__Task goal__
Report every line below that contains the string "positive", matching case exactly.

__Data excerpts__
BEGIN
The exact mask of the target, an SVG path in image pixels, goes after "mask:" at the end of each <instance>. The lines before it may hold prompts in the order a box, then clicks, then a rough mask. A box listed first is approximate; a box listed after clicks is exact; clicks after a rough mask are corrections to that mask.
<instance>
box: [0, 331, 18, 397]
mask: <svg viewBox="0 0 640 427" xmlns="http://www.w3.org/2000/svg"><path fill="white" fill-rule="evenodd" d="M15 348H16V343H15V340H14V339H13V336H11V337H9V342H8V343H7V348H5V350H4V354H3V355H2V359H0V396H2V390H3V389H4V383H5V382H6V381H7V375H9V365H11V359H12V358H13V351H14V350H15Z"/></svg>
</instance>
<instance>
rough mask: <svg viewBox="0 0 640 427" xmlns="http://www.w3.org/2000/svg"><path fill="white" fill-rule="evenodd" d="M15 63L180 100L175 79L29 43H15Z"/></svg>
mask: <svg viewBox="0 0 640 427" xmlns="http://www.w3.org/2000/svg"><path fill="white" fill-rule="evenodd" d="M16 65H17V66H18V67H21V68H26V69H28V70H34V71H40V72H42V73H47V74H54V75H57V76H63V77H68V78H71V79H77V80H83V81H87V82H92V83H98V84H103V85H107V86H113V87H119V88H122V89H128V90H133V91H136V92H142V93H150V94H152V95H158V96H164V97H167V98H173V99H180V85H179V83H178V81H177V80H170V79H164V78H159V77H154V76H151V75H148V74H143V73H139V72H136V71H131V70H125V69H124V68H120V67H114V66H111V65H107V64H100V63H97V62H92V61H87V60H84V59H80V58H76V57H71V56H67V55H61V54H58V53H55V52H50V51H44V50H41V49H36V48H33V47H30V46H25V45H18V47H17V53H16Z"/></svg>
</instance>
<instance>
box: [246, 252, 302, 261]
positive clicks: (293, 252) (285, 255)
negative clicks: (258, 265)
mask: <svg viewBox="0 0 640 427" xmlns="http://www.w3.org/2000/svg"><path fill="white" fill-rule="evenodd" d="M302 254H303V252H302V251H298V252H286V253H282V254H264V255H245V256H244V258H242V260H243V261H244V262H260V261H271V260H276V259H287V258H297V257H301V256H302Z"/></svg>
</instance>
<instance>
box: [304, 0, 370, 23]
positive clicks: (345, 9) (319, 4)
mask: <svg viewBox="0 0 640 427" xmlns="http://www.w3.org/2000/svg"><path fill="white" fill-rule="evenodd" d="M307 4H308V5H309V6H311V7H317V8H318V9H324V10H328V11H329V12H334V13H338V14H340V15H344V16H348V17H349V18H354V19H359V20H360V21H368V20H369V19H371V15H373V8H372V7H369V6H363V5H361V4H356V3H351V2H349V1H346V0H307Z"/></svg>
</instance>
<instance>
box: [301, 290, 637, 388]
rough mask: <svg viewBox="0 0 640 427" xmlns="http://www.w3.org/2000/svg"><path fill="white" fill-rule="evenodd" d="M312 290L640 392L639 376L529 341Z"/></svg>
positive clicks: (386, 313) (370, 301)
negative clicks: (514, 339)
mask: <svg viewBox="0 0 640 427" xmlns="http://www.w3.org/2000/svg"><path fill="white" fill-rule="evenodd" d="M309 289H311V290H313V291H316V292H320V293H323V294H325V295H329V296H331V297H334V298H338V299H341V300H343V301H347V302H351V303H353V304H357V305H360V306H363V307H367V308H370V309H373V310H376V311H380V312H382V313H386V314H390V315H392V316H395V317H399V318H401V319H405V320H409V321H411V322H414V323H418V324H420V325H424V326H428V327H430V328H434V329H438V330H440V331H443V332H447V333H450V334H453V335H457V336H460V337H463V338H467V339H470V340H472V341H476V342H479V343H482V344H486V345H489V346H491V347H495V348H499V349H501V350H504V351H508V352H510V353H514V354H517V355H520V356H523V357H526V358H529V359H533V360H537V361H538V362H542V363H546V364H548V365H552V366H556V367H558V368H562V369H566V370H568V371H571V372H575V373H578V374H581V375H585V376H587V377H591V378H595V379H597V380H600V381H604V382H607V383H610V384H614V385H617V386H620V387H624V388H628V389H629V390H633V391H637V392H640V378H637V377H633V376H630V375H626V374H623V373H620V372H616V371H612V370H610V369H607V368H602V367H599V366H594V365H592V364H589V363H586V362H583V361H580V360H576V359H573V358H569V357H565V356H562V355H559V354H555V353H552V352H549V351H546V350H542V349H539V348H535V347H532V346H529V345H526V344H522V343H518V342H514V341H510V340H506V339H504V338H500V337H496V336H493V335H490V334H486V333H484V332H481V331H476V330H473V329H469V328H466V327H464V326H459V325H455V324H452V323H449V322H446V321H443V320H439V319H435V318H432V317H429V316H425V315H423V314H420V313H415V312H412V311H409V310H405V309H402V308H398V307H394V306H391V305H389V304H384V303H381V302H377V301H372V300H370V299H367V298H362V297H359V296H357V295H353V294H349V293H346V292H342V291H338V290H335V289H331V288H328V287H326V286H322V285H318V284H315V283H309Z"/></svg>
END
__Answer for this exercise__
positive clicks: (293, 252) (285, 255)
positive clicks: (345, 9) (319, 4)
positive clicks: (386, 313) (370, 301)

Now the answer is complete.